*** RECORDS FOR THE TASK Section Begins ***
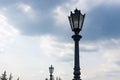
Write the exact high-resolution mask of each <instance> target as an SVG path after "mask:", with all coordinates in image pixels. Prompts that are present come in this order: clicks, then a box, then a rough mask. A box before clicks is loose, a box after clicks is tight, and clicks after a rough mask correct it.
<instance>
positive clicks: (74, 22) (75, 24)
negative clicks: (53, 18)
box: [73, 14, 79, 28]
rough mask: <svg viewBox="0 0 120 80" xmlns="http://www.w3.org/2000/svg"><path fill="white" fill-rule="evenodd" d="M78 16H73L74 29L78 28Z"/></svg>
mask: <svg viewBox="0 0 120 80" xmlns="http://www.w3.org/2000/svg"><path fill="white" fill-rule="evenodd" d="M78 18H79V17H78V14H74V15H73V21H74V28H79V26H78Z"/></svg>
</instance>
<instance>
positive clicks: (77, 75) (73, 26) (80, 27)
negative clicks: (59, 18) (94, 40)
mask: <svg viewBox="0 0 120 80" xmlns="http://www.w3.org/2000/svg"><path fill="white" fill-rule="evenodd" d="M84 18H85V14H84V15H83V14H81V12H80V10H78V9H76V10H74V13H72V12H71V14H70V16H68V19H69V22H70V26H71V29H72V31H73V32H74V33H75V34H74V35H73V36H72V38H73V40H74V41H75V56H74V72H73V74H74V78H73V80H81V78H80V75H81V73H80V66H79V40H80V39H81V38H82V36H81V35H79V32H80V31H81V30H82V26H83V22H84Z"/></svg>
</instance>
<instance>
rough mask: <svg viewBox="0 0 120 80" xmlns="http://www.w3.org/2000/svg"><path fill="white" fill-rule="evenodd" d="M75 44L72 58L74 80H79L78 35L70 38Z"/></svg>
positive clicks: (78, 57)
mask: <svg viewBox="0 0 120 80" xmlns="http://www.w3.org/2000/svg"><path fill="white" fill-rule="evenodd" d="M72 38H73V40H74V42H75V56H74V72H73V74H74V80H81V79H80V74H81V73H80V66H79V65H80V64H79V40H80V39H81V38H82V36H80V35H77V34H75V35H73V36H72Z"/></svg>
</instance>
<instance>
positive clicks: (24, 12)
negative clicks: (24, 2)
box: [16, 3, 36, 20]
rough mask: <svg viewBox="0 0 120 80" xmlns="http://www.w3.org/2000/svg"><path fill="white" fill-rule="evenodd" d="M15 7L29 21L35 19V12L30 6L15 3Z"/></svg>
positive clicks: (17, 3) (22, 4)
mask: <svg viewBox="0 0 120 80" xmlns="http://www.w3.org/2000/svg"><path fill="white" fill-rule="evenodd" d="M16 7H17V8H18V9H20V10H21V11H22V12H23V13H24V14H25V15H26V16H27V17H28V18H30V19H31V20H32V19H33V20H34V19H35V18H36V12H35V11H34V9H33V8H32V7H31V6H30V5H28V4H25V3H16Z"/></svg>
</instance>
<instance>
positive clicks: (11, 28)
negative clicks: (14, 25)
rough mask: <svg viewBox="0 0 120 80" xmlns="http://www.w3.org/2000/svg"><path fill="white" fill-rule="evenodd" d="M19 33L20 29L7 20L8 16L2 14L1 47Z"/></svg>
mask: <svg viewBox="0 0 120 80" xmlns="http://www.w3.org/2000/svg"><path fill="white" fill-rule="evenodd" d="M18 34H19V31H18V30H16V29H15V28H14V27H13V26H12V25H11V24H9V23H8V22H7V18H6V17H5V16H3V15H0V48H2V47H4V46H7V44H8V43H10V42H11V41H13V39H14V37H15V36H17V35H18ZM1 50H2V51H3V49H1Z"/></svg>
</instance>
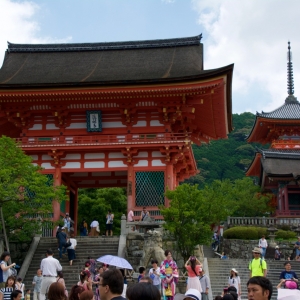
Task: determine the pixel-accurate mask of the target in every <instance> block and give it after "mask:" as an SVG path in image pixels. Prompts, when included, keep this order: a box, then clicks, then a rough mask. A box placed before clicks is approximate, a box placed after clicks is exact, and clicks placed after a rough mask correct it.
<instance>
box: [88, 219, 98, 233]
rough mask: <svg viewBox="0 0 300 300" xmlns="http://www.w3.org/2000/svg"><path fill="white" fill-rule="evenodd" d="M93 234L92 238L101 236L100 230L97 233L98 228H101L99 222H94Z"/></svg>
mask: <svg viewBox="0 0 300 300" xmlns="http://www.w3.org/2000/svg"><path fill="white" fill-rule="evenodd" d="M90 227H91V233H90V235H91V236H98V235H99V232H100V229H99V231H97V228H99V222H98V221H97V220H94V221H93V222H92V223H91V225H90Z"/></svg>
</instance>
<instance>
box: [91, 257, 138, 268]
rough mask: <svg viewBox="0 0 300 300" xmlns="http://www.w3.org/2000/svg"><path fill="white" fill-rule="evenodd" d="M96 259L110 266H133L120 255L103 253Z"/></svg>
mask: <svg viewBox="0 0 300 300" xmlns="http://www.w3.org/2000/svg"><path fill="white" fill-rule="evenodd" d="M97 261H99V262H102V263H103V264H107V265H110V266H115V267H118V268H121V269H130V270H132V269H133V267H132V266H131V264H130V263H129V262H128V261H127V260H126V259H125V258H122V257H119V256H115V255H104V256H101V257H99V258H98V259H97Z"/></svg>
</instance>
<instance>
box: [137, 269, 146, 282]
mask: <svg viewBox="0 0 300 300" xmlns="http://www.w3.org/2000/svg"><path fill="white" fill-rule="evenodd" d="M145 274H146V268H145V267H139V276H138V282H140V280H141V279H142V278H143V277H145Z"/></svg>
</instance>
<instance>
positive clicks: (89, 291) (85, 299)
mask: <svg viewBox="0 0 300 300" xmlns="http://www.w3.org/2000/svg"><path fill="white" fill-rule="evenodd" d="M80 300H94V293H93V292H92V291H84V292H82V293H81V294H80Z"/></svg>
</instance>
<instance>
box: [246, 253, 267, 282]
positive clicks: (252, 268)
mask: <svg viewBox="0 0 300 300" xmlns="http://www.w3.org/2000/svg"><path fill="white" fill-rule="evenodd" d="M252 253H253V256H254V258H253V259H252V260H251V261H250V263H249V270H250V278H251V277H253V276H264V277H266V276H267V263H266V261H265V260H264V259H262V258H261V257H260V255H261V249H260V248H258V247H255V248H254V249H253V250H252Z"/></svg>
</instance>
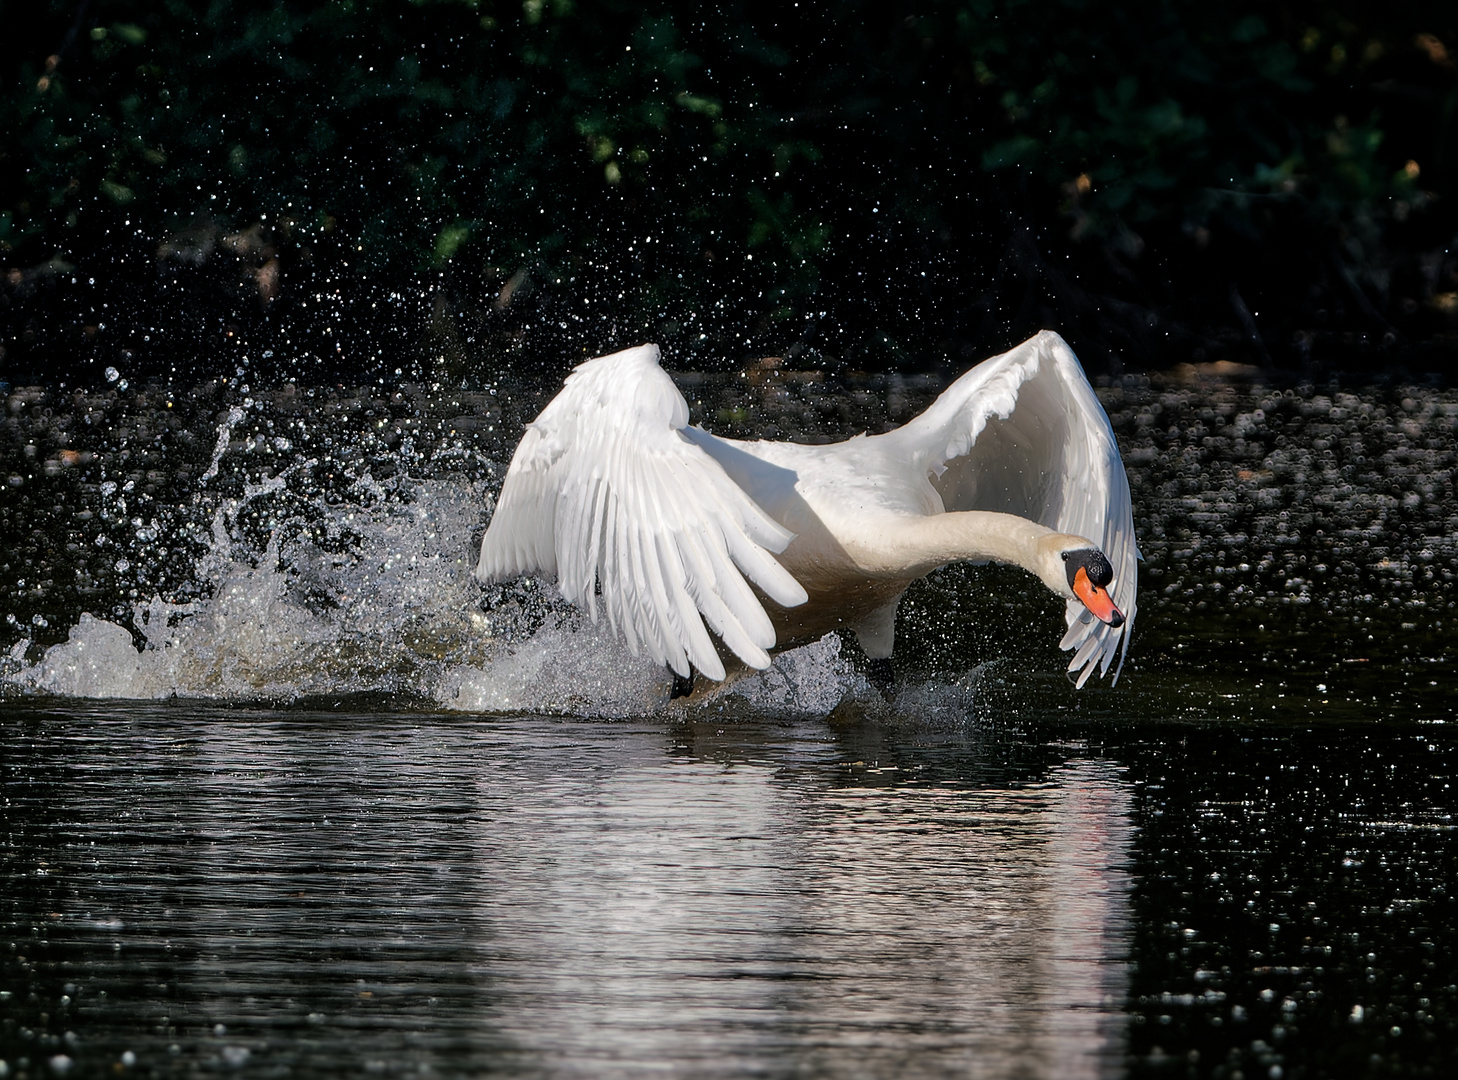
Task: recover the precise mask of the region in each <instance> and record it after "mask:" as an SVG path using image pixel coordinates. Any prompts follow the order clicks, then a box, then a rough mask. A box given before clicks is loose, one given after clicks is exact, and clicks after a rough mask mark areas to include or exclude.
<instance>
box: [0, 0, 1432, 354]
mask: <svg viewBox="0 0 1458 1080" xmlns="http://www.w3.org/2000/svg"><path fill="white" fill-rule="evenodd" d="M7 19H10V16H7ZM12 22H13V26H12V32H9V34H7V35H6V42H4V44H3V45H0V50H3V52H4V64H6V69H4V70H6V73H7V76H9V79H7V89H6V92H4V96H3V101H0V127H3V134H4V138H3V160H0V165H3V168H0V251H3V258H4V265H6V271H7V281H6V286H4V296H3V299H0V303H3V305H4V306H3V315H0V319H3V325H0V329H3V334H4V337H3V348H4V350H6V356H4V359H3V361H0V363H3V369H0V370H3V372H4V373H6V377H10V379H12V380H13V379H19V377H35V376H36V375H39V376H44V377H52V379H54V377H58V373H63V372H64V373H70V375H71V376H73V377H79V379H90V380H95V379H96V377H99V373H101V370H102V369H104V367H106V366H108V364H115V366H124V367H125V366H130V367H131V369H136V370H139V372H141V370H147V372H168V370H169V369H171V370H174V372H176V373H179V375H181V373H187V375H200V373H216V372H217V370H225V372H226V370H227V369H229V367H233V366H238V367H248V366H252V367H254V369H260V373H261V375H274V376H277V375H292V376H305V377H312V376H313V375H316V376H318V377H356V379H357V377H369V379H376V377H379V379H385V380H388V379H391V377H395V372H397V369H399V372H401V376H402V377H404V376H407V375H420V373H424V372H453V373H465V372H472V370H475V372H488V370H493V369H497V367H500V366H503V364H522V363H528V361H535V360H541V361H545V363H548V364H551V366H561V364H563V363H566V361H570V360H576V359H579V357H580V356H583V354H586V353H598V351H604V350H607V348H611V347H615V345H623V344H630V343H633V341H640V340H644V338H650V337H652V338H659V340H663V341H665V343H666V344H669V347H671V348H674V351H675V361H677V363H697V364H707V366H714V364H725V363H738V361H739V360H741V359H742V357H744V356H748V354H763V353H784V351H790V353H795V354H798V356H799V354H803V357H805V361H812V360H818V361H821V363H841V364H851V366H860V367H888V366H910V367H927V366H937V364H946V366H959V364H962V363H964V361H965V360H967V359H971V357H974V356H977V354H981V353H984V351H987V350H990V348H996V347H1000V345H1006V344H1009V343H1010V341H1013V340H1016V338H1019V337H1022V335H1025V334H1026V332H1029V331H1031V329H1034V328H1037V326H1041V325H1053V326H1057V328H1060V329H1063V331H1064V332H1066V334H1069V335H1070V337H1072V338H1073V340H1075V344H1076V347H1079V348H1080V350H1082V353H1083V356H1085V357H1086V359H1089V360H1095V361H1098V360H1099V359H1102V360H1104V361H1105V363H1108V364H1118V363H1120V361H1131V363H1139V364H1158V363H1171V361H1177V360H1182V359H1191V357H1212V359H1215V357H1223V356H1232V357H1236V359H1252V360H1257V361H1260V363H1286V364H1299V363H1303V361H1306V360H1309V356H1311V350H1312V347H1314V345H1315V347H1317V350H1318V354H1319V353H1321V348H1328V351H1330V348H1331V347H1336V345H1338V344H1341V343H1343V341H1347V343H1352V341H1356V343H1360V341H1363V340H1368V341H1371V343H1385V345H1376V344H1373V350H1375V351H1372V353H1371V354H1372V356H1413V348H1411V343H1414V341H1416V343H1419V344H1423V343H1426V344H1433V343H1436V344H1439V345H1442V344H1443V343H1451V340H1452V328H1451V324H1449V322H1448V321H1446V319H1448V316H1446V315H1443V310H1445V305H1448V303H1449V302H1448V300H1446V299H1445V297H1449V296H1451V294H1455V293H1458V278H1455V277H1454V274H1455V267H1454V262H1452V261H1451V257H1445V255H1443V249H1445V248H1446V246H1448V245H1449V242H1451V238H1452V233H1454V230H1455V219H1454V214H1452V210H1451V207H1448V206H1446V203H1445V201H1443V198H1442V197H1445V195H1446V194H1448V192H1449V189H1451V187H1452V176H1454V168H1455V163H1454V154H1455V149H1454V140H1452V134H1451V133H1452V131H1454V130H1455V128H1458V124H1455V120H1458V83H1455V77H1454V63H1452V54H1451V51H1449V45H1458V35H1455V16H1454V13H1452V12H1451V10H1449V6H1448V4H1436V3H1427V4H1411V6H1397V4H1392V6H1387V7H1382V9H1378V7H1368V6H1359V4H1350V3H1347V4H1341V3H1321V4H1311V3H1308V4H1298V3H1276V4H1271V3H1261V4H1257V3H1236V4H1229V6H1219V4H1197V3H1190V1H1187V0H1180V1H1169V3H1158V1H1155V0H1143V1H1140V3H1126V4H1118V6H1110V4H1098V3H1089V1H1085V0H1042V1H1041V3H1026V1H1016V0H1005V1H1002V3H993V0H946V1H945V3H935V1H932V0H924V1H921V3H904V4H898V6H889V7H888V6H885V4H873V3H866V1H865V0H838V1H830V3H814V4H812V3H802V4H798V6H796V4H789V6H783V4H781V6H777V7H774V9H768V10H767V12H760V10H758V9H757V7H751V6H746V4H738V3H723V4H719V6H716V7H713V9H706V7H703V6H700V4H684V3H662V1H659V3H653V1H649V3H624V1H620V0H599V1H598V3H585V1H582V0H526V3H523V4H521V6H516V4H506V3H499V4H493V3H487V1H484V0H483V1H480V3H477V1H474V0H416V1H411V0H343V1H340V3H330V4H319V6H305V4H284V3H273V4H262V6H255V4H241V3H230V1H229V0H216V1H214V3H210V4H194V3H182V0H166V1H165V3H139V1H137V0H95V1H93V3H82V4H79V6H71V4H60V3H50V4H38V6H36V9H35V10H32V12H28V13H17V17H16V19H13V20H12ZM1445 259H1446V261H1445ZM1343 335H1346V337H1343ZM1445 335H1446V337H1445ZM1384 350H1385V351H1384ZM1404 350H1406V351H1404ZM1357 351H1359V353H1360V350H1357ZM1333 356H1337V354H1333ZM1443 356H1446V354H1443ZM1337 359H1343V360H1344V359H1346V354H1343V356H1338V357H1337Z"/></svg>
*** RECORDS FOR THE TASK Section Ends ***
### TASK PROMPT
How many lines in the records above contain the word "positive"? Reply with the number alone.

### RESPONSE
8